WHAT IS ASKED:
In the records below, locate the line containing "Q: Indicate one point per instance of the girl's arm", then output that line and all later lines exactly, through the last one.

PROVIDED MATERIAL:

===============

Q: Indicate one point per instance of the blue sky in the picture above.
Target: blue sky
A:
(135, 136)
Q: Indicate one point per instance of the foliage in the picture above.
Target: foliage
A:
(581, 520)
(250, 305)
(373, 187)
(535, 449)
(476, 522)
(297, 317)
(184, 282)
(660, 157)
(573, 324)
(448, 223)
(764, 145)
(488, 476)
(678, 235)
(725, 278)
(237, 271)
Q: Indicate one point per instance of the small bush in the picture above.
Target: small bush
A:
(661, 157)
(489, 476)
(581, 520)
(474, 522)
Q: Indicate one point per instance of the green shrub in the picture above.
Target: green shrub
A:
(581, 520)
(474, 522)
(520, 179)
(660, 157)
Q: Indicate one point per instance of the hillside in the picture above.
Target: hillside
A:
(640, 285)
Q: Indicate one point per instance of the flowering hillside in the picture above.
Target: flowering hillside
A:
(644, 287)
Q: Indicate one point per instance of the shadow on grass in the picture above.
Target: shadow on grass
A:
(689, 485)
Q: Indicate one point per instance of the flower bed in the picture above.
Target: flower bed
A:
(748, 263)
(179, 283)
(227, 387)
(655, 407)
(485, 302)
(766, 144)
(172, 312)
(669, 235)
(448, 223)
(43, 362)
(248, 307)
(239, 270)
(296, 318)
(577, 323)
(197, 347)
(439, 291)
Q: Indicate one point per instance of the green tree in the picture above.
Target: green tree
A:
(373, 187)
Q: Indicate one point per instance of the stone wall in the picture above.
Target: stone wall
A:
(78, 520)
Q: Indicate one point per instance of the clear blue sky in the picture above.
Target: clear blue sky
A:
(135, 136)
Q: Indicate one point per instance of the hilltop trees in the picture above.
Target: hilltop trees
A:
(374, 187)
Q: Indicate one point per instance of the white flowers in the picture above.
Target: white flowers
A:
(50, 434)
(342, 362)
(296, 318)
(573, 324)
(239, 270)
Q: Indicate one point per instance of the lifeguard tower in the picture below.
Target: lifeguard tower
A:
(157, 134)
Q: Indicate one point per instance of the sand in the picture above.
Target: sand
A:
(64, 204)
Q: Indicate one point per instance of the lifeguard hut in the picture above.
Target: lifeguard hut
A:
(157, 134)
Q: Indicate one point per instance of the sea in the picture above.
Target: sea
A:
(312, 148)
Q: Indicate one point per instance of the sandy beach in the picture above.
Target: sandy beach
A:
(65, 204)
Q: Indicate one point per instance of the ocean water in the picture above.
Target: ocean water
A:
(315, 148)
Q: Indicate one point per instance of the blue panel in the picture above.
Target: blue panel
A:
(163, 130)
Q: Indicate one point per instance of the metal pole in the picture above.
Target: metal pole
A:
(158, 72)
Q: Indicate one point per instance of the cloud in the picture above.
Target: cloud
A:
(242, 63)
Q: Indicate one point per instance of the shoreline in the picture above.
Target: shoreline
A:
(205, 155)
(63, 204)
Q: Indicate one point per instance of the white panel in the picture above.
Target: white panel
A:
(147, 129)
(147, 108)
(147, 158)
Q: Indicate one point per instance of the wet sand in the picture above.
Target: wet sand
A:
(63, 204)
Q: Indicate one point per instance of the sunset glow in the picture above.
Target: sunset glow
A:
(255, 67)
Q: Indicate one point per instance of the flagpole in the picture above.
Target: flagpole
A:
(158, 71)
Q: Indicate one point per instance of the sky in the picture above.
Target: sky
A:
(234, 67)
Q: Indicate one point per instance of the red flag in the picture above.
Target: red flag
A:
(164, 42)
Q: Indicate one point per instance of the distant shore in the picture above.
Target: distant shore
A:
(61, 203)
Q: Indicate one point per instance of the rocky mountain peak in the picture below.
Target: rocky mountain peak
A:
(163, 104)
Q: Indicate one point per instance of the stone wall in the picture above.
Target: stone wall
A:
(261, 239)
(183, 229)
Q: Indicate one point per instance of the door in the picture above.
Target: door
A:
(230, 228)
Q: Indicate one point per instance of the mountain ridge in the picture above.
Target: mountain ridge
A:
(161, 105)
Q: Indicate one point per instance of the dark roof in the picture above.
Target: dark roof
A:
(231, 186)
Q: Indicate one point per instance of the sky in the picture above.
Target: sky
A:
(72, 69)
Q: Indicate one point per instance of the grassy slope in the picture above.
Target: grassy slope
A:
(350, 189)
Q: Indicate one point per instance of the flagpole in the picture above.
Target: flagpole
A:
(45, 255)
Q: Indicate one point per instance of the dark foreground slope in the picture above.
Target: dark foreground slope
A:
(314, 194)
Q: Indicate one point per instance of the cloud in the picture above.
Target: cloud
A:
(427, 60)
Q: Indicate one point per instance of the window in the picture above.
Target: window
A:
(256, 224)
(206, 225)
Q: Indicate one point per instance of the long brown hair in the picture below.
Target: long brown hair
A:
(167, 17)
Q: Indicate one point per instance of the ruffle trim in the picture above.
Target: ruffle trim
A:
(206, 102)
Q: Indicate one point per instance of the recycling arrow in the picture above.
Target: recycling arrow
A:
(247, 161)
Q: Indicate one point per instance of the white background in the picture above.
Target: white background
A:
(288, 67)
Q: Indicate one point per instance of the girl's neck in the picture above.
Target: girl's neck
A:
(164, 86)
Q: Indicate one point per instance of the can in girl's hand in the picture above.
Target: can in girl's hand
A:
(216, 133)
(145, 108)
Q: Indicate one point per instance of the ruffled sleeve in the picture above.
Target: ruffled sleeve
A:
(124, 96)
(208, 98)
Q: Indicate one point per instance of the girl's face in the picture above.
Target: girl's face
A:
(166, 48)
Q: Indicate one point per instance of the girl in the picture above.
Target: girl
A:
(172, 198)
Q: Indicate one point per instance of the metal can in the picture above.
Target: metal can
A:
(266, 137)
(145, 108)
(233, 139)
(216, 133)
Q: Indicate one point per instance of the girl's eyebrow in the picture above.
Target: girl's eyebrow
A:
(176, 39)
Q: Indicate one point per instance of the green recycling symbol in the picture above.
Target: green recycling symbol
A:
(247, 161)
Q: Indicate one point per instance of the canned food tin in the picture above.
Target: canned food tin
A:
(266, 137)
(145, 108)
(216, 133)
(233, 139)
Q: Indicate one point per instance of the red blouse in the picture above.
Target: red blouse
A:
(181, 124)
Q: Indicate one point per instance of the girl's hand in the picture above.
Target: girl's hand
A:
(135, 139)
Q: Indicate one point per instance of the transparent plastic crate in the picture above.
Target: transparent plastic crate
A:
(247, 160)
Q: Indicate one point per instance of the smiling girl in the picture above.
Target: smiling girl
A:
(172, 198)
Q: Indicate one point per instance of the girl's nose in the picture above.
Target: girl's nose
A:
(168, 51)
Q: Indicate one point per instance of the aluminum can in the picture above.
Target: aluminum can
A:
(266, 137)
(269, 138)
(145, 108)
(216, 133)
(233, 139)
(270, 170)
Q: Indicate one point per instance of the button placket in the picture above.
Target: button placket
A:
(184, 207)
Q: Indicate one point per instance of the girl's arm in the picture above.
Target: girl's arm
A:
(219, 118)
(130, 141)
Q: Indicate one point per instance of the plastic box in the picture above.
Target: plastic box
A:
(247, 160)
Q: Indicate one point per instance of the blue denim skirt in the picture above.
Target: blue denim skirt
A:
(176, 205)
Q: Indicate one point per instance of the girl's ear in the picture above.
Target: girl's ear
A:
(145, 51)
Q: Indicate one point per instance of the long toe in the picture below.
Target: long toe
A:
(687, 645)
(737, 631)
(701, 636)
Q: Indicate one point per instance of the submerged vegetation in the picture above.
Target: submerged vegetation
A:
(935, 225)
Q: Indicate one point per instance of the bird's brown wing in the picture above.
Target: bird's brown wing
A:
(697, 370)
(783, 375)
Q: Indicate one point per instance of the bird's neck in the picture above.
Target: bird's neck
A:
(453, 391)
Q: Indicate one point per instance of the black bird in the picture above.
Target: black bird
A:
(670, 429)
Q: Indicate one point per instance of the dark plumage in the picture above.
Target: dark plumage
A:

===============

COMPLETE RESPONSE:
Q: Indicate one point per instance of the girl's arm in the picture above.
Target: girl's arm
A:
(219, 118)
(130, 141)
Q: Indicate one point per instance of the plastic box in the picture above.
Target: plastic box
A:
(247, 160)
Q: Indicate one point per instance of the blue denim skirt in the picture above.
Target: blue denim skirt
A:
(176, 205)
Q: Indicate one point per instance of the girl's ear in the picture above.
Target: girl's ear
A:
(145, 51)
Q: Indicate one point per instance of the long toe in the picture below.
Target: long toe
A:
(687, 645)
(737, 631)
(701, 636)
Q: Indicate one point per instance of the submerged vegetation in the picture above.
Target: submerged vegetation
A:
(935, 225)
Q: Indicate one point per instance of the bird's brown wing in the picture above.
Target: bird's brown wing
A:
(697, 370)
(783, 375)
Q: Indicate one point per instance of the bird's neck in the picture above.
Target: bird's neck
A:
(453, 391)
Q: Indicate one point per instance of the black bird in the picture above.
Target: black bird
A:
(670, 429)
Q: Indicate one point per instance of the dark plumage in the picture above.
Target: dark plumage
A:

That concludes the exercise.